SUPPLIED PASSAGE ▸
** start **

I should mention that the comments given to me helped me to study the error messages in detail to figure out what was really going on.
If I am running a long R script from the command line (R --slave script.R), then how can I get it to give line numbers at errors?
I don't want to add debug commands to the script if at all possible; I just want R to behave like most other scripting languages.
This won't give you the line number, but it will tell you where the failure happens in the call stack which is very helpful:
traceback()
[Edit:] When running a script from the command line you will have to skip one or two calls, see traceback() for interactive and non-interactive R sessions
I'm not aware of another way to do this without the usual debugging suspects:
debug()
browser()
options(error=recover) [followed by options(error = NULL) to revert it]
You might want to look at this related post.
[Edit:] Sorry...just saw that you're running this from the command line. In that case I would suggest working with the options(error) functionality. Here's a simple example:
options(error = quote({dump.frames(to.file=TRUE); q()}))

** end **

SOURCE DATA ▸

** start **

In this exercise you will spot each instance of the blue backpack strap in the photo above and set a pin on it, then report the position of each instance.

** end **

WHAT NEEDS TO BE DONE ▸
Reproduce the R error line numbers thread above word for word, from its first sentence through the final code line.

THE REPLY ▸
I should mention that the comments given to me helped me to study the error messages in detail to figure out what was really going on.
If I am running a long R script from the command line (R --slave script.R), then how can I get it to give line numbers at errors?
I don't want to add debug commands to the script if at all possible; I just want R to behave like most other scripting languages.
This won't give you the line number, but it will tell you where the failure happens in the call stack which is very helpful:
traceback()
[Edit:] When running a script from the command line you will have to skip one or two calls, see traceback() for interactive and non-interactive R sessions
I'm not aware of another way to do this without the usual debugging suspects:
debug()
browser()
options(error=recover) [followed by options(error = NULL) to revert it]
You might want to look at this related post.
[Edit:] Sorry...just saw that you're running this from the command line. In that case I would suggest working with the options(error) functionality. Here's a simple example:
options(error = quote({dump.frames(to.file=TRUE); q()}))